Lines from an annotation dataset

········

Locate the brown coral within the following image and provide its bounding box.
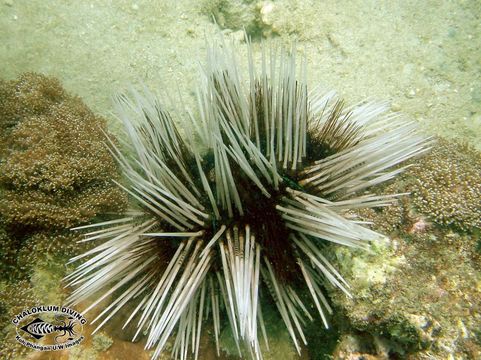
[0,74,126,229]
[409,140,481,230]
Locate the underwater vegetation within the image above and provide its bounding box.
[0,74,125,230]
[66,43,428,359]
[409,140,481,231]
[0,73,126,359]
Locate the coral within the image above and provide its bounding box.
[328,221,481,359]
[0,74,126,229]
[407,139,481,230]
[67,43,427,359]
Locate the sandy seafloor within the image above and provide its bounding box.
[0,0,481,148]
[0,0,481,358]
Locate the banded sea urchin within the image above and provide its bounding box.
[63,43,427,359]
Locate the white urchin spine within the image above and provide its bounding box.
[66,37,428,359]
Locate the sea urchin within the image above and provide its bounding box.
[63,42,427,359]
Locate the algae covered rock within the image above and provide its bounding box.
[328,213,481,359]
[409,139,481,230]
[0,74,125,230]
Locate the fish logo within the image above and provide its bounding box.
[20,317,77,343]
[12,306,87,351]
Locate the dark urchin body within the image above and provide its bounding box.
[68,40,426,358]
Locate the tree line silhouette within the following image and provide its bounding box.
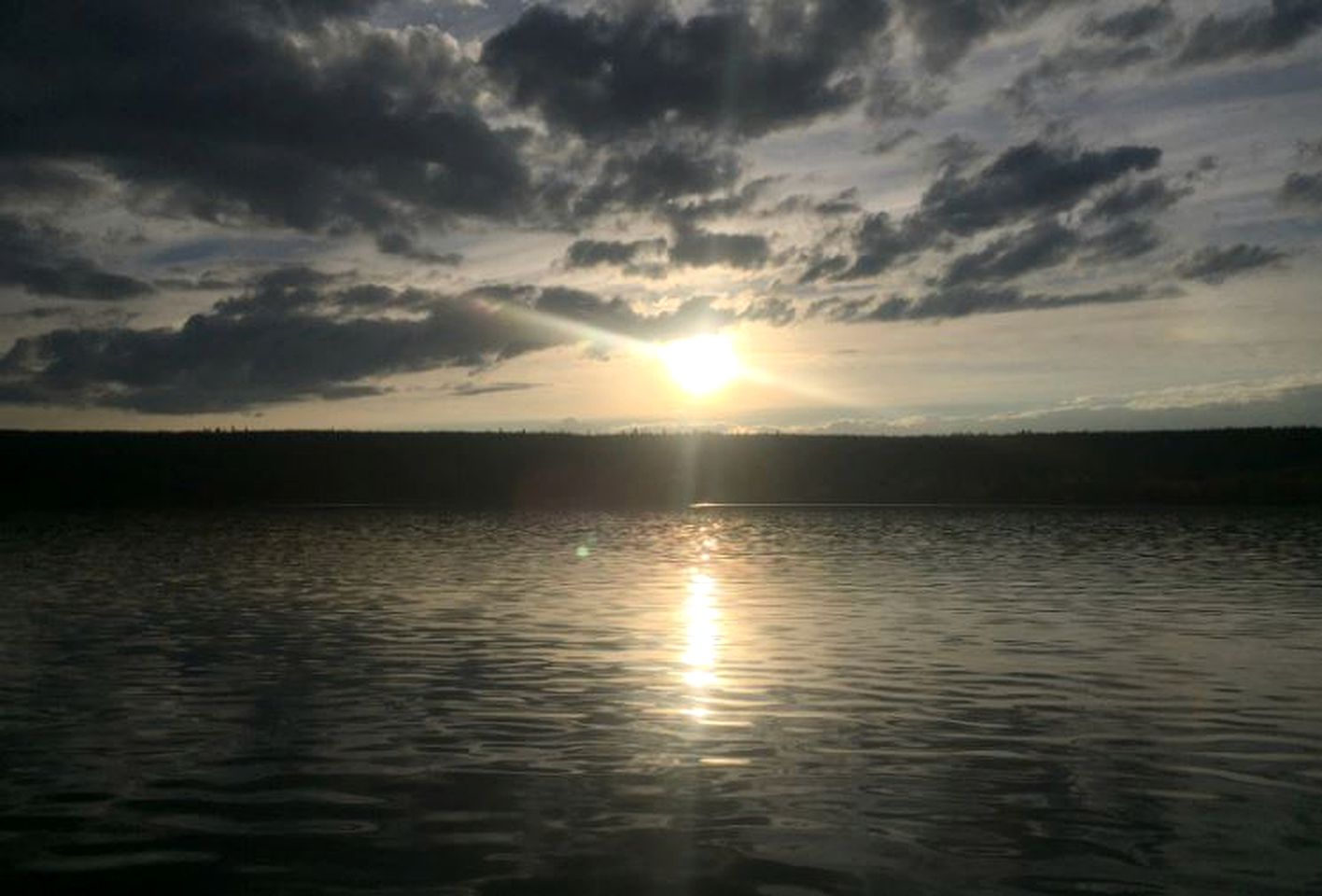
[0,427,1322,509]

········

Problem requirements
Copy all of the lines above word for word, and leave the pictures out of your copy.

Solution below
Locate the brown coral within the following image and provide its bounding box.
[0,74,126,229]
[409,140,481,230]
Locate the underwater vegetation within the image above and provide its bounding box.
[0,74,125,230]
[66,43,428,359]
[409,140,481,231]
[0,73,126,359]
Locate the coral within the image above and provide its bounding box.
[328,221,481,359]
[0,74,126,229]
[407,139,481,230]
[67,43,427,359]
Locate the sandy seafloor within the image above and provide its bounding box.
[0,0,481,148]
[0,0,481,358]
Locate the banded sea urchin within the image above and provide its bounding box.
[63,43,427,359]
Locate the white urchin spine within the image above and provide its bounding box.
[66,37,428,359]
Locate the sea urchin within the image above and provide its bounding box.
[63,42,427,359]
Locate the algae covered rock within the image above and provide its bounding box.
[328,213,481,359]
[409,139,481,230]
[0,74,125,230]
Locate the fish logo within the image above and provide its bounding box.
[20,317,77,343]
[12,306,87,351]
Locate the dark urchin body within the image above and provide its bounding box.
[68,40,426,358]
Locate the tree line silhouette within the following image and provide its bounding box.
[0,427,1322,509]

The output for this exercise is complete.